### Set of tasks
**A)** Answer these questions about the passage on the cross of Jesus:
(i) According to the first paragraph, what is the justice of a king said to seek?
(ii) What two things was the attitude of Jesus toward sinners said not to be?
(iii) Where did Jesus bring a new method of living?
**B)** Quote word for word the part of the passage on the cross of Jesus that opens with the words containing "P2017:9, 188:5.1" and closes with "evil-doing subject.".

### Passage given

════════

P2017:9, 188:5.1
The cross of Jesus portrays the full measure of the supreme devotion of the
true shepherd for even the unworthy members of his flock. It forever places
all relations between God and man upon the family basis. God is the Father;
man is his son. Love, the love of a father for his son, becomes the central
truth in the universe relations of Creator and creature -- not the justice
of a king which seeks satisfaction in the sufferings and punishment of the
evil-doing subject.
P2018:1, 188:5.2
The cross forever shows that the attitude of Jesus toward sinners was neither
condemnation nor condonation, but rather eternal and loving salvation. Jesus
is truly a savior in the sense that his life and death do win men over to
goodness and righteous survival. Jesus loves men so much that his love
awakens
the response of love in the human heart. Love is truly contagious and eternally
creative. Jesus' death on the cross exemplifies a love which is sufficiently
strong and divine to forgive sin and swallow up all evil-doing. Jesus disclosed
to this world a higher quality of righteousness than justice -- mere technical
right and wrong. Divine love does not merely forgive wrongs; it
absorbs and
actually destroys them. The forgiveness of love utterly transcends the forgiveness
of mercy. Mercy sets the guilt of evil-doing to one side; but love destroys
forever the sin and all weakness resulting therefrom. Jesus brought a new
method of living to Urantia. He taught us not to resist evil but to find through
him a goodness which effectually destroys evil. The forgiveness of Jesus is
not condonation; it is salvation from condemnation. Salvation does not slight
wrongs; it makes them right. True love does not compromise nor condone
hate; it destroys it. The love of Jesus is never satisfied with mere forgiveness.

════════

### Entries shown
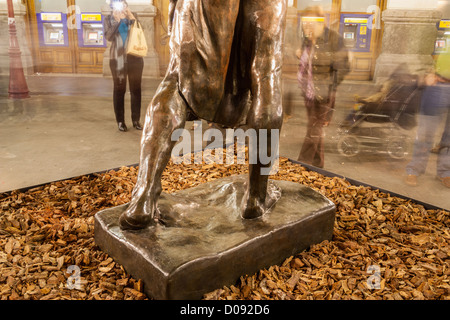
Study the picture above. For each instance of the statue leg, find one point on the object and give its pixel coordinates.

════════

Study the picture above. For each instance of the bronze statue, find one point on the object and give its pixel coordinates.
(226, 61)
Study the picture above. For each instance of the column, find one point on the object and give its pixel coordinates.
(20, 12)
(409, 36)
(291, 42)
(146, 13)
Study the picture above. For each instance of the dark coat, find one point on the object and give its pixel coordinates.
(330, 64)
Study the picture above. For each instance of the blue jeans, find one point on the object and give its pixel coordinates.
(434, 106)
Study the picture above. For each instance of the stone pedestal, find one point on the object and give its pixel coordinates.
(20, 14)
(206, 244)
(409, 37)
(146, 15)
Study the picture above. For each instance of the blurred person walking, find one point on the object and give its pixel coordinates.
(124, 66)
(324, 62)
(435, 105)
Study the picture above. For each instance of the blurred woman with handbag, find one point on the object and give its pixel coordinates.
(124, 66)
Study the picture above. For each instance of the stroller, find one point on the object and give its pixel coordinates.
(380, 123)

════════

### Task-by-task results
**A)**
(i) Satisfaction in the sufferings and punishment of the evil-doing subject.
(ii) Condemnation and condonation.
(iii) To Urantia.

**B)**
P2017:9, 188:5.1
The cross of Jesus portrays the full measure of the supreme devotion of the
true shepherd for even the unworthy members of his flock. It forever places
all relations between God and man upon the family basis. God is the Father;
man is his son. Love, the love of a father for his son, becomes the central
truth in the universe relations of Creator and creature -- not the justice
of a king which seeks satisfaction in the sufferings and punishment of the
evil-doing subject.